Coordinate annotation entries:
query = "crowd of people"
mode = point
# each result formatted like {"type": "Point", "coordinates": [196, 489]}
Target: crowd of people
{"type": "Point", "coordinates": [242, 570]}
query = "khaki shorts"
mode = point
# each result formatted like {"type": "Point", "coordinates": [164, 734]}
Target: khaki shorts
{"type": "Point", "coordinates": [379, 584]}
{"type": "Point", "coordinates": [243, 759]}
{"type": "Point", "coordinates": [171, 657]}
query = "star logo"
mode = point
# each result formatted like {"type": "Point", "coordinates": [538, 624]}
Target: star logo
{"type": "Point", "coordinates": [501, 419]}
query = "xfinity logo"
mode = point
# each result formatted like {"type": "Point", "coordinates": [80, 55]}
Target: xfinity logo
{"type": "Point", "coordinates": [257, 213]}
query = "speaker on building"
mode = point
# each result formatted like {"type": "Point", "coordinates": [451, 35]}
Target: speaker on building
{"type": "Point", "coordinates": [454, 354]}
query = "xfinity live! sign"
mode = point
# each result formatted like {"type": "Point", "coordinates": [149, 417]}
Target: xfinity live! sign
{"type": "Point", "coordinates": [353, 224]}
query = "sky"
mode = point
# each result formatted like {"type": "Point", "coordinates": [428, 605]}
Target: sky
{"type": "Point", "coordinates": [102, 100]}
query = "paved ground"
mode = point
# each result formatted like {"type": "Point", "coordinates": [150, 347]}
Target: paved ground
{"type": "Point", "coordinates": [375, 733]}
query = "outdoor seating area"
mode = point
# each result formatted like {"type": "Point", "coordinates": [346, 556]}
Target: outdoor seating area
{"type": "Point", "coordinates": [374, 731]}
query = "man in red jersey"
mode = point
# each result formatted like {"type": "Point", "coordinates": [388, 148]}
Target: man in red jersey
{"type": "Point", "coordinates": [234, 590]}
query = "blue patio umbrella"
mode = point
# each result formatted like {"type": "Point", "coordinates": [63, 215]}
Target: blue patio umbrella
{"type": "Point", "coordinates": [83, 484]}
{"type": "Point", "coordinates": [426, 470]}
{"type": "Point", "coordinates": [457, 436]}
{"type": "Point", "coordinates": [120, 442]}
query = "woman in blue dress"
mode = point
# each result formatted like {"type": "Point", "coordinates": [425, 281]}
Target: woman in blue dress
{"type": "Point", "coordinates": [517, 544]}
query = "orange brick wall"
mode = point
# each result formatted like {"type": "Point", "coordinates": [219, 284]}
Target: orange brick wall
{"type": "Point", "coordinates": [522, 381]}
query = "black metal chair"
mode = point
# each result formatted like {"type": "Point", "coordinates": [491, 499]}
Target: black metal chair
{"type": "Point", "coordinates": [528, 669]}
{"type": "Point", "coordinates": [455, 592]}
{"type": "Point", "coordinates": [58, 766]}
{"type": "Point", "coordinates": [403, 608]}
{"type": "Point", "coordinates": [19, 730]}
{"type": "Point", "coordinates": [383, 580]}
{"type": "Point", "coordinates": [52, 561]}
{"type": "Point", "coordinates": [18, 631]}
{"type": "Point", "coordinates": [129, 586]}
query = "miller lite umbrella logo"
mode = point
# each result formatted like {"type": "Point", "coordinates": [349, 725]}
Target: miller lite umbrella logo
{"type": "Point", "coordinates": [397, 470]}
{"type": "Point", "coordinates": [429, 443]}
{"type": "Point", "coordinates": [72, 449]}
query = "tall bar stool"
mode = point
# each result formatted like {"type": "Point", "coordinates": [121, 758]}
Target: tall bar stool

JOB:
Copy the entries above exactly, leaving none out.

WORKED SOLUTION:
query = "crowd of people"
mode = point
# each result formatted like {"type": "Point", "coordinates": [196, 489]}
Target: crowd of people
{"type": "Point", "coordinates": [242, 570]}
query = "khaki shorts"
mode = point
# each result formatted like {"type": "Point", "coordinates": [164, 734]}
Target: khaki shorts
{"type": "Point", "coordinates": [379, 584]}
{"type": "Point", "coordinates": [243, 759]}
{"type": "Point", "coordinates": [171, 657]}
query = "star logo"
mode = point
# each result formatted like {"type": "Point", "coordinates": [538, 624]}
Target: star logo
{"type": "Point", "coordinates": [501, 419]}
query = "xfinity logo"
mode = point
# each result formatted like {"type": "Point", "coordinates": [80, 55]}
Target: xfinity logo
{"type": "Point", "coordinates": [257, 213]}
query = "speaker on building"
mode = point
# each result formatted like {"type": "Point", "coordinates": [451, 35]}
Target: speaker on building
{"type": "Point", "coordinates": [454, 354]}
query = "xfinity live! sign"
mode = point
# each result formatted like {"type": "Point", "coordinates": [149, 417]}
Target: xfinity live! sign
{"type": "Point", "coordinates": [353, 224]}
query = "sky"
mode = point
# each result formatted like {"type": "Point", "coordinates": [428, 605]}
Target: sky
{"type": "Point", "coordinates": [102, 100]}
query = "paved ground"
mode = point
# each result formatted like {"type": "Point", "coordinates": [150, 347]}
Target: paved ground
{"type": "Point", "coordinates": [375, 733]}
query = "outdoor seating area"
mode = point
# each result formatted like {"type": "Point", "coordinates": [346, 556]}
Target: outdoor seating area
{"type": "Point", "coordinates": [374, 731]}
query = "man in red jersey"
mode = point
# each result formatted like {"type": "Point", "coordinates": [388, 148]}
Target: man in red jersey
{"type": "Point", "coordinates": [234, 590]}
query = "blue patio umbrella"
mode = point
# each result formatted like {"type": "Point", "coordinates": [63, 215]}
Target: blue patio umbrella
{"type": "Point", "coordinates": [83, 484]}
{"type": "Point", "coordinates": [426, 470]}
{"type": "Point", "coordinates": [457, 436]}
{"type": "Point", "coordinates": [120, 442]}
query = "woman in blue dress"
mode = point
# each result formatted like {"type": "Point", "coordinates": [425, 281]}
Target: woman in blue dress
{"type": "Point", "coordinates": [517, 544]}
query = "orange brick wall"
mode = point
# each result formatted like {"type": "Point", "coordinates": [219, 284]}
Target: orange brick wall
{"type": "Point", "coordinates": [522, 381]}
query = "black metal chair"
mode = point
# each result formatted like {"type": "Point", "coordinates": [491, 499]}
Target: black metal chair
{"type": "Point", "coordinates": [528, 669]}
{"type": "Point", "coordinates": [455, 592]}
{"type": "Point", "coordinates": [58, 766]}
{"type": "Point", "coordinates": [403, 608]}
{"type": "Point", "coordinates": [19, 730]}
{"type": "Point", "coordinates": [383, 580]}
{"type": "Point", "coordinates": [52, 561]}
{"type": "Point", "coordinates": [18, 631]}
{"type": "Point", "coordinates": [129, 586]}
query = "miller lite umbrella logo"
mode = point
# each result formatted like {"type": "Point", "coordinates": [349, 725]}
Target: miller lite umbrella logo
{"type": "Point", "coordinates": [397, 470]}
{"type": "Point", "coordinates": [429, 443]}
{"type": "Point", "coordinates": [72, 449]}
query = "tall bar stool"
mode = point
# each result formatted like {"type": "Point", "coordinates": [121, 758]}
Target: tall bar stool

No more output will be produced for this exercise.